====== SOURCE RECORDS

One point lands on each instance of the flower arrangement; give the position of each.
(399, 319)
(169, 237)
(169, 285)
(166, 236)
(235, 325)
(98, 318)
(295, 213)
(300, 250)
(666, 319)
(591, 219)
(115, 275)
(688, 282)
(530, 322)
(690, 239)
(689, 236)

============

# TASK REQUIREMENTS
Please copy the data in full, character for character.

# ANSWER AREA
One point lands on each instance of the flower arrangement; give the position of each.
(399, 319)
(169, 237)
(169, 285)
(166, 236)
(235, 325)
(98, 318)
(295, 213)
(300, 250)
(666, 319)
(591, 219)
(115, 275)
(688, 282)
(530, 322)
(690, 239)
(689, 236)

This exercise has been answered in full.